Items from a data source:

"""

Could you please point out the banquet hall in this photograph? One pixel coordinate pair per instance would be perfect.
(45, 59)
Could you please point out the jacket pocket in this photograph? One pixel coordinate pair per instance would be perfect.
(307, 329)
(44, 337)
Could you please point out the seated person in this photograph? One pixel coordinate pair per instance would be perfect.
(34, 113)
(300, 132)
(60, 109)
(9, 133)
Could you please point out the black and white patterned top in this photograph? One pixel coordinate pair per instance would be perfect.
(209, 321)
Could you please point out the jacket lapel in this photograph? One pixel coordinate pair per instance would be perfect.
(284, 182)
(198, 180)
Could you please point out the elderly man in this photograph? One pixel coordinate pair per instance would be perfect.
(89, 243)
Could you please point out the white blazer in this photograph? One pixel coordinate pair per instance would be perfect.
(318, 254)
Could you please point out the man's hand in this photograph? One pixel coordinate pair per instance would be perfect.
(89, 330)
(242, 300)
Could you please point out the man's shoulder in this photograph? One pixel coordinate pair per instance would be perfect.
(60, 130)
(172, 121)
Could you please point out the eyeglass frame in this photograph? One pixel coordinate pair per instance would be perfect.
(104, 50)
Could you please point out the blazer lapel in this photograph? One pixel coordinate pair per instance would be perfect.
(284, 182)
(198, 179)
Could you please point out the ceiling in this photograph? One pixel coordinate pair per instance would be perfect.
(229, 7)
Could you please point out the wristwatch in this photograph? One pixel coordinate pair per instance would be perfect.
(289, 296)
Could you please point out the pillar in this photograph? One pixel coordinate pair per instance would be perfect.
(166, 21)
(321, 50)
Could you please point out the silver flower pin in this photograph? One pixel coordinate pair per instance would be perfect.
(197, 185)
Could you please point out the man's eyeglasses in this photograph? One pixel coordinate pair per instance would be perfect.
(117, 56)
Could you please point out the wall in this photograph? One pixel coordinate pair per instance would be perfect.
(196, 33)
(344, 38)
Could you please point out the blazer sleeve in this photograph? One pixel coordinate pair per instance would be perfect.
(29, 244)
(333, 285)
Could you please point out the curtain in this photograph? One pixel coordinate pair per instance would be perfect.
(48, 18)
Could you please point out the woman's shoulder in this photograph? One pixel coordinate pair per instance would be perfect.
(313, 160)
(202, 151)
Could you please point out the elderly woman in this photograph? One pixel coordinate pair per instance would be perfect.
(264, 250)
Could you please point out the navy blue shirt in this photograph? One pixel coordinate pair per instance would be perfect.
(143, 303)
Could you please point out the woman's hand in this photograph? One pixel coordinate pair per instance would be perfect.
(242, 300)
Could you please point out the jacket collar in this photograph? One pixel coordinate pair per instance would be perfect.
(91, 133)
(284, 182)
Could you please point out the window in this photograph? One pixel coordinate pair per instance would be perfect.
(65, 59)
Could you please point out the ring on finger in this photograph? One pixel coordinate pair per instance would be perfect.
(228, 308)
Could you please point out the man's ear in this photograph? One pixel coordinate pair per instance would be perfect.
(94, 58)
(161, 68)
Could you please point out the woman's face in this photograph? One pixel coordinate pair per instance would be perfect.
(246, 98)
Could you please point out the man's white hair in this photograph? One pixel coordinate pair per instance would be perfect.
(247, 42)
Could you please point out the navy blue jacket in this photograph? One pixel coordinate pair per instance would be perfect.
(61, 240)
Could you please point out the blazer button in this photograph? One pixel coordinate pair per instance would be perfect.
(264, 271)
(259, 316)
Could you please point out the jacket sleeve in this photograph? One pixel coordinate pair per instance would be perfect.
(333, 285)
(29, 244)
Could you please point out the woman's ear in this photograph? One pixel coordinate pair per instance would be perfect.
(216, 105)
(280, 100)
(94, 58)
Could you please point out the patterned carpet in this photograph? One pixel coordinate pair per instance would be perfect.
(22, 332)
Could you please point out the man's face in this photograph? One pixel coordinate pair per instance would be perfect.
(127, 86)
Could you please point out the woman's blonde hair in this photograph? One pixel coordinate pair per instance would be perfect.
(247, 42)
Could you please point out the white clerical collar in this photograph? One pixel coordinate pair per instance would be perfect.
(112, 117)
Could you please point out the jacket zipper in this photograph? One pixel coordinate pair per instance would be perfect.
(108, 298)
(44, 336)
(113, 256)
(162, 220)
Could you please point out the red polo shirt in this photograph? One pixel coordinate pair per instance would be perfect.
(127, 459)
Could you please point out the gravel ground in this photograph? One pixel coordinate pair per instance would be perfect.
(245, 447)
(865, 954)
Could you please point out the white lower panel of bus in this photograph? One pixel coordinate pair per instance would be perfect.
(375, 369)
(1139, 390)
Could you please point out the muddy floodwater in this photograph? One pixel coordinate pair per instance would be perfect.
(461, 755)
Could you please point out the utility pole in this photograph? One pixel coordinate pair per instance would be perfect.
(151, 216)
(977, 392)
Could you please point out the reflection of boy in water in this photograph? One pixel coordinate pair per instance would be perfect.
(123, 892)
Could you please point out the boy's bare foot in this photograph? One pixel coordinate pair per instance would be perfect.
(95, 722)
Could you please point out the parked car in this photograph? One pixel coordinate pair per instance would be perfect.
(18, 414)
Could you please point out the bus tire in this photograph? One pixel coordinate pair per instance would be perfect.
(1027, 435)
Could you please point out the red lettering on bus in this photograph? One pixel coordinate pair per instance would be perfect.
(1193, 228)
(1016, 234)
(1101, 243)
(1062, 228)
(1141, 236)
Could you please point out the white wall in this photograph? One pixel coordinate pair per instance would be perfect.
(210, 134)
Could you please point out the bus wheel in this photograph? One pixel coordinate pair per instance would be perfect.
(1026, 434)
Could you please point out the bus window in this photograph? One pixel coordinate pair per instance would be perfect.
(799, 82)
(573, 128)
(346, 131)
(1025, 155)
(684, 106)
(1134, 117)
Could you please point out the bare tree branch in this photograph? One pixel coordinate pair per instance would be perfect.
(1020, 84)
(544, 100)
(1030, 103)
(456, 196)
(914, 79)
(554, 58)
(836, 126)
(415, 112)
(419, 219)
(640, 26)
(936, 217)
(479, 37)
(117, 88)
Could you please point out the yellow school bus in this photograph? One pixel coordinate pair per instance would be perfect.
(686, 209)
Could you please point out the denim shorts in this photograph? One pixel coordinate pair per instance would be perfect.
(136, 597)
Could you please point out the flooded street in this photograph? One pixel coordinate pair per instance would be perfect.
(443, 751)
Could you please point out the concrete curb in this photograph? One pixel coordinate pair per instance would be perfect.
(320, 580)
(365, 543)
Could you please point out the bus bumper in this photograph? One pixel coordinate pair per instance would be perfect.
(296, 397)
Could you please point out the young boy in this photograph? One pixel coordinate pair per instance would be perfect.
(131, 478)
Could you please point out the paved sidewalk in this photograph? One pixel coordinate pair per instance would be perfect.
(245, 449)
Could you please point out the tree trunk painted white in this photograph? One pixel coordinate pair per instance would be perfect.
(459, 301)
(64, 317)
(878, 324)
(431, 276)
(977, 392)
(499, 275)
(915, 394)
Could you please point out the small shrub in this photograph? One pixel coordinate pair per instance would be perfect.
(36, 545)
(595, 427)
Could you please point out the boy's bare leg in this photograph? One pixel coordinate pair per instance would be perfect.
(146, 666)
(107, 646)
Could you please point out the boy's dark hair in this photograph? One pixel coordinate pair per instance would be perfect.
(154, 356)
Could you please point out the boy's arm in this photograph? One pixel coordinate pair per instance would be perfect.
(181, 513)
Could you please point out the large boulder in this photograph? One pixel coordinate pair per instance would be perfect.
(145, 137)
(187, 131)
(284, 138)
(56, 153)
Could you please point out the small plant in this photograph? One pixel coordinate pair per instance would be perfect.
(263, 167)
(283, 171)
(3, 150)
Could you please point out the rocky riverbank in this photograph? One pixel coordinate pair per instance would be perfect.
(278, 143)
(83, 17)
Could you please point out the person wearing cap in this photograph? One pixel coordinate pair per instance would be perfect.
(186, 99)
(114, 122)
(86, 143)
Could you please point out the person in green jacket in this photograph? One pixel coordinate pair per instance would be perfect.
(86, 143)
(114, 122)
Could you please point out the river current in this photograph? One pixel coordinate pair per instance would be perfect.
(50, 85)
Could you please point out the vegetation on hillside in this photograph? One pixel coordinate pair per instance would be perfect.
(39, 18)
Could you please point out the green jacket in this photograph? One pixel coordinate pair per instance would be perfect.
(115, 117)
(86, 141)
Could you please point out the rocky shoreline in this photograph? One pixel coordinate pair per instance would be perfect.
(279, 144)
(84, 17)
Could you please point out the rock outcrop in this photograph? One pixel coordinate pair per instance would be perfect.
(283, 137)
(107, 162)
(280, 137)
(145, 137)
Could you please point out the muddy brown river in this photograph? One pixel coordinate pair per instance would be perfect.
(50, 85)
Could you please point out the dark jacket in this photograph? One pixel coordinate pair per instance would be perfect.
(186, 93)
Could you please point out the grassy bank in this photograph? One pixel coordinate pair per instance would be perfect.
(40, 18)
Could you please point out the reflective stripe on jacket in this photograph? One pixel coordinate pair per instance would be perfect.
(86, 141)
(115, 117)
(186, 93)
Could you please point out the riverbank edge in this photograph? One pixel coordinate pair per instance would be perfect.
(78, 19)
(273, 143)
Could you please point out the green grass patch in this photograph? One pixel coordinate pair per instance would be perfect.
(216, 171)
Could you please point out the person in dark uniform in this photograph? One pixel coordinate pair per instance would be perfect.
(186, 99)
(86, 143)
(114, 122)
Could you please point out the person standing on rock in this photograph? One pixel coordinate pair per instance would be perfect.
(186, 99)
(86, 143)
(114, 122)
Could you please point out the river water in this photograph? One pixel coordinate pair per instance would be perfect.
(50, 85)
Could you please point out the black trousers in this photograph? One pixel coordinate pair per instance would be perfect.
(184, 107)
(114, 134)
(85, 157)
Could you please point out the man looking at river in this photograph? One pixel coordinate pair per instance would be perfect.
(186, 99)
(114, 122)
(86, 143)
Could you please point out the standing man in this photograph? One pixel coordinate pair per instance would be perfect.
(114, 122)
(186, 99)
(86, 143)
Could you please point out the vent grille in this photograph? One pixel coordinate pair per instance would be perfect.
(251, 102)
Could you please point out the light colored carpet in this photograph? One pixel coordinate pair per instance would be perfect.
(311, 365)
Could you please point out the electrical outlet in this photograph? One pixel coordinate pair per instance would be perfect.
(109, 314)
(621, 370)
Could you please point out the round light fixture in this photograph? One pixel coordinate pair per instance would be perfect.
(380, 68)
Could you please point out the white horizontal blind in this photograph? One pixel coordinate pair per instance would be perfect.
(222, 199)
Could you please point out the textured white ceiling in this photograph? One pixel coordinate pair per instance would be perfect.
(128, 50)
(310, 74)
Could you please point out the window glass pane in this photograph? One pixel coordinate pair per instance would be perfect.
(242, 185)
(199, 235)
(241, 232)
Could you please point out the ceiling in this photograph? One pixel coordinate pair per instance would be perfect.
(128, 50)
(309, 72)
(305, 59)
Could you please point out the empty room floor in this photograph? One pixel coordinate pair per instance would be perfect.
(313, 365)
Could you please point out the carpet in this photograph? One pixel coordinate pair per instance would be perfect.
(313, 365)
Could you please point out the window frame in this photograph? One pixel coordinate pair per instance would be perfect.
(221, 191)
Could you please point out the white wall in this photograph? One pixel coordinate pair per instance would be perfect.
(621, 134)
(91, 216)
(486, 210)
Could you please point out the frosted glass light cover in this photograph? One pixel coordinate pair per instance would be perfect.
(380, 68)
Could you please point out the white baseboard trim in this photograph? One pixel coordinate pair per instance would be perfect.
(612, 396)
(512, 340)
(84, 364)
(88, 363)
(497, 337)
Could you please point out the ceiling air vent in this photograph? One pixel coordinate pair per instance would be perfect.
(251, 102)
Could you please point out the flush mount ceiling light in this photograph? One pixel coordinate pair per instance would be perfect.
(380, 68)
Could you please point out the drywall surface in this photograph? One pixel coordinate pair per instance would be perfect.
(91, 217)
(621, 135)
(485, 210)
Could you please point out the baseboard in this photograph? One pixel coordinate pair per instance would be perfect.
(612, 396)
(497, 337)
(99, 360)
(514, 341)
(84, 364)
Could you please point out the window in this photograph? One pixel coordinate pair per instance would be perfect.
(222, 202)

"""

WHAT YOU ARE ASKED TO DO
Write out exactly the final stretch of the records: the line containing "Could you please point out the empty" and every line after it, through the last, and nothing else.

WRITTEN SOLUTION
Could you please point out the empty room floor in this photograph? One pixel coordinate pair per instance would be perfect.
(313, 365)
Could you please point out the carpet in this photograph? One pixel coordinate pair per instance would be perfect.
(313, 365)
Could you please point out the window frame in this photograph? One pixel coordinate pair per instance would be perfect.
(221, 191)
Could you please point out the white wall in this photograph? One pixel coordinate pair per instance would be perfect.
(621, 134)
(91, 216)
(486, 210)
Could you please point out the frosted glass light cover in this photograph? One pixel coordinate pair per instance would be perfect.
(380, 68)
Could you please point out the white baseboard trim in this photograph? One pixel coordinate pair per instance would be perfect.
(612, 396)
(512, 340)
(84, 364)
(88, 363)
(497, 337)
Could you please point out the ceiling air vent in this photograph? One pixel coordinate pair per instance would be perfect.
(251, 102)
Could you please point out the flush mount ceiling light in this photograph? One pixel coordinate pair per instance would be perfect.
(380, 68)
Could you please point out the drywall surface in this photograph? One pixel coordinate pair per instance would be perfect.
(91, 217)
(621, 135)
(485, 210)
Could you please point out the baseboard in this photograph? One pixel coordinate pair per instance would be perfect.
(612, 396)
(497, 337)
(99, 360)
(514, 341)
(84, 364)
Could you please point out the window in this photograph? One pixel coordinate pair per instance would be perfect.
(222, 202)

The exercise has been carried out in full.